[Stated exercise]
Please copy out, word for word, the rows from the line containing "anno_request target=outstretched arm" through the line containing "[0,0,848,217]".

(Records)

= = = = =

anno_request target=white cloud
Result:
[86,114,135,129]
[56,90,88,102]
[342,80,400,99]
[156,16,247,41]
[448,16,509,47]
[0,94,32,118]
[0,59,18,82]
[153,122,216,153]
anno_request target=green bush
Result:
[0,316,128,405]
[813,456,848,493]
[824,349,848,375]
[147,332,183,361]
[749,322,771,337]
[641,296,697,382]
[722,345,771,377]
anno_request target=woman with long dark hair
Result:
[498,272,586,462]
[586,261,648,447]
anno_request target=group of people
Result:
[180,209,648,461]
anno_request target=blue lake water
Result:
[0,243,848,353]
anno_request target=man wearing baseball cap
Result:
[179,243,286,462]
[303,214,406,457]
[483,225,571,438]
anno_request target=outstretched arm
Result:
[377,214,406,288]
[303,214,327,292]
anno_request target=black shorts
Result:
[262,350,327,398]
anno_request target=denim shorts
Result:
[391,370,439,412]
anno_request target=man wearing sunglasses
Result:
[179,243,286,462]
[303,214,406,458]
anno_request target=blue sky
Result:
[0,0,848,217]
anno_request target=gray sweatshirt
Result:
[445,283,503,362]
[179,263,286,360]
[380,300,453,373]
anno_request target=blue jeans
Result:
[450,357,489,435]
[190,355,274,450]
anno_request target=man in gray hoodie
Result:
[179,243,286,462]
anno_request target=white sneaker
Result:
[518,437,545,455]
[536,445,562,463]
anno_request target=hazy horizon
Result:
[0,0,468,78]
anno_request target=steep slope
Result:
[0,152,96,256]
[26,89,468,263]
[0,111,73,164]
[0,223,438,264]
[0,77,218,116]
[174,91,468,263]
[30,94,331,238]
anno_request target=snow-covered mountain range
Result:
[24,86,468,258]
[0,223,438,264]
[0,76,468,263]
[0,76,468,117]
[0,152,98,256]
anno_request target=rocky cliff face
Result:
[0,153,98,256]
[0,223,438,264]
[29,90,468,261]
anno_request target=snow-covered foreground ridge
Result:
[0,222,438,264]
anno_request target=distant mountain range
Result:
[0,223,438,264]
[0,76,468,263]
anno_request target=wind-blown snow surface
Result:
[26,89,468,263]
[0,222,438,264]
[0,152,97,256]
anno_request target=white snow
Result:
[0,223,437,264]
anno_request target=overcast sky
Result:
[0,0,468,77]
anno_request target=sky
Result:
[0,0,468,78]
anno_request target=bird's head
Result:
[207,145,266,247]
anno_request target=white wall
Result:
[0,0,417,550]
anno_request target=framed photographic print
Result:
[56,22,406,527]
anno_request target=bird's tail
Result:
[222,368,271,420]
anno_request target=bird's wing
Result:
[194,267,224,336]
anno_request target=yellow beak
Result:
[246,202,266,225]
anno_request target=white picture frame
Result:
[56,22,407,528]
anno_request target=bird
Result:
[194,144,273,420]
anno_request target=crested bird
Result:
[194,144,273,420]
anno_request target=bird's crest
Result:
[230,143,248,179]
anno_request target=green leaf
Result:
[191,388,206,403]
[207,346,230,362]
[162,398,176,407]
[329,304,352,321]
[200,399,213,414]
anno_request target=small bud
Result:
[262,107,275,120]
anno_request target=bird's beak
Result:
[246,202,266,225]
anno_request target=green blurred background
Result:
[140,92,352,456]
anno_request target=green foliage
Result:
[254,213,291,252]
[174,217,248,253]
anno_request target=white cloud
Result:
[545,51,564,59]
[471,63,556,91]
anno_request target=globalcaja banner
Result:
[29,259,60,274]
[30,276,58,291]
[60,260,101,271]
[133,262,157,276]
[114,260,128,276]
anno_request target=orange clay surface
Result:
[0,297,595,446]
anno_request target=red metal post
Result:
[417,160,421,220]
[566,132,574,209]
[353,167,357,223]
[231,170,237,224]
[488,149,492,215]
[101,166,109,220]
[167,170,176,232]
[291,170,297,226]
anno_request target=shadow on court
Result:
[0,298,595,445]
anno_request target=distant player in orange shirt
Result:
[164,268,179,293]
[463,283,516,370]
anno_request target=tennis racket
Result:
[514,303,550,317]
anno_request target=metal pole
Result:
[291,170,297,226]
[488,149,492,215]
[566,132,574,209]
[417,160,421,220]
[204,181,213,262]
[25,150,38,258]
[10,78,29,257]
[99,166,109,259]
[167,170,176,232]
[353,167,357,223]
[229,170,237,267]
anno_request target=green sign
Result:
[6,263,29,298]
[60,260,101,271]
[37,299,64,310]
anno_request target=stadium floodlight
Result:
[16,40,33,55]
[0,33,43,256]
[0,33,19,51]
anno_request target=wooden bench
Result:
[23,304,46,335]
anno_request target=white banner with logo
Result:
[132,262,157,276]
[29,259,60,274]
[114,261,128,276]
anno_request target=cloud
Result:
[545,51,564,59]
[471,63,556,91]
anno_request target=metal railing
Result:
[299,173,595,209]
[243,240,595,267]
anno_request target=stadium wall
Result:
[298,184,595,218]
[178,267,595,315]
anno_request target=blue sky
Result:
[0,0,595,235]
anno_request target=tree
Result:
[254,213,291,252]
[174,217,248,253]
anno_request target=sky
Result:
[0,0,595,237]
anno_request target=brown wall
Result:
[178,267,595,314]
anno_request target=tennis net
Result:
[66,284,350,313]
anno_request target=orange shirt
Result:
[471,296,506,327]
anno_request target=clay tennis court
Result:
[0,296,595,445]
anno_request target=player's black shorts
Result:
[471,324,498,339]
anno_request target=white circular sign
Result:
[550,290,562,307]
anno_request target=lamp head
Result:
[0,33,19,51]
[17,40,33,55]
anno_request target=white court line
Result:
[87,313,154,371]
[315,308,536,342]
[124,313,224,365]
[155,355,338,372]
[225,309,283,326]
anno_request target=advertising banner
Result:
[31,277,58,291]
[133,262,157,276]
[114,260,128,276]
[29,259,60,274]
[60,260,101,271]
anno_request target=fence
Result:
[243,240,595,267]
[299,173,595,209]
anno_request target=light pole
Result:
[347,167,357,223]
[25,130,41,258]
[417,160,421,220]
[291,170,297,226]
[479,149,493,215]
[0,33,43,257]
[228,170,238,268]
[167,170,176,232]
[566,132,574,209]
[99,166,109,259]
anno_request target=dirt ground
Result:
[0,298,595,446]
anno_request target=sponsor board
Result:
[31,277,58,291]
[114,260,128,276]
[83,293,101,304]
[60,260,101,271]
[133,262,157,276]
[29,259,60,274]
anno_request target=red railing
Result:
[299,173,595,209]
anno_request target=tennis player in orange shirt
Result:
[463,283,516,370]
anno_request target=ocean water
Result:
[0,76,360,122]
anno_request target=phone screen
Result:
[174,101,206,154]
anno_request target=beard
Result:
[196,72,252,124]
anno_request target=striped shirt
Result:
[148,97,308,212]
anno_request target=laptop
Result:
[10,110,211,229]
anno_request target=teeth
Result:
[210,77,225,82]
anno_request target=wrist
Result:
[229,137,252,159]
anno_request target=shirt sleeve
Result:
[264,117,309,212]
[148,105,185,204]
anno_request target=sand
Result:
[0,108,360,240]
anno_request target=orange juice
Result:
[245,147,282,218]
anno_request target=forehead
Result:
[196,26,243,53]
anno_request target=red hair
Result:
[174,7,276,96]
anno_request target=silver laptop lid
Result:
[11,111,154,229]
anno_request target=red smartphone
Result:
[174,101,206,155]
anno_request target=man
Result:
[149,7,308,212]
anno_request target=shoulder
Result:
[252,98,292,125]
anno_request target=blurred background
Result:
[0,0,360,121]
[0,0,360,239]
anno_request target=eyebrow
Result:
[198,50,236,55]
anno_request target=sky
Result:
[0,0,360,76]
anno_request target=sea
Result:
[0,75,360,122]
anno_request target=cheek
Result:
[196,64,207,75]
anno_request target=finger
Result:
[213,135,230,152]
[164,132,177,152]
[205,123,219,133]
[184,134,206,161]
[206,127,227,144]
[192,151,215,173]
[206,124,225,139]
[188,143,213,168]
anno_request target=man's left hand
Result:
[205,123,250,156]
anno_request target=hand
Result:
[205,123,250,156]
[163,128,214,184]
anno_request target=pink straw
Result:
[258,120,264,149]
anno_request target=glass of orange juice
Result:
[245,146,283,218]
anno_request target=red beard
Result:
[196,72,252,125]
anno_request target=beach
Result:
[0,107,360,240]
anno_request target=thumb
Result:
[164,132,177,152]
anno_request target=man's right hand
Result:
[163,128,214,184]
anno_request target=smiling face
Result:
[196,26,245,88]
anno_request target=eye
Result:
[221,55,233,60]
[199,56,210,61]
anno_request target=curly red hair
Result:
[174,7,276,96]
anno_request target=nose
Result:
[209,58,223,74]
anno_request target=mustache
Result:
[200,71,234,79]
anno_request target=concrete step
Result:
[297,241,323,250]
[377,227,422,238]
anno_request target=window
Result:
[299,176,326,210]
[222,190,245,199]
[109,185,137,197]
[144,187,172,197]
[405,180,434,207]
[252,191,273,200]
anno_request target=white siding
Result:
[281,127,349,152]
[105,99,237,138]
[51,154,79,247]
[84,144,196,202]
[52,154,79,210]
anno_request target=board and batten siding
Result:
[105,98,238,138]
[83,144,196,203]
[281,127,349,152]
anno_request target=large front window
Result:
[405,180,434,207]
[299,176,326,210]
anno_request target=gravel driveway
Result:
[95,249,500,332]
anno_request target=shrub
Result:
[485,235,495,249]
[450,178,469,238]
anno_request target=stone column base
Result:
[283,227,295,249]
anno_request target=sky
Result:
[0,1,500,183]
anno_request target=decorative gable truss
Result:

= = = = =

[Final answer]
anno_request target=outstretched arm
Result:
[377,214,406,288]
[303,214,327,292]
anno_request target=black shorts
Result:
[262,350,327,398]
anno_request target=denim shorts
Result:
[391,370,439,412]
anno_request target=man wearing sunglasses
Result:
[179,243,286,462]
[303,214,406,458]
anno_request target=blue sky
Result:
[0,0,848,217]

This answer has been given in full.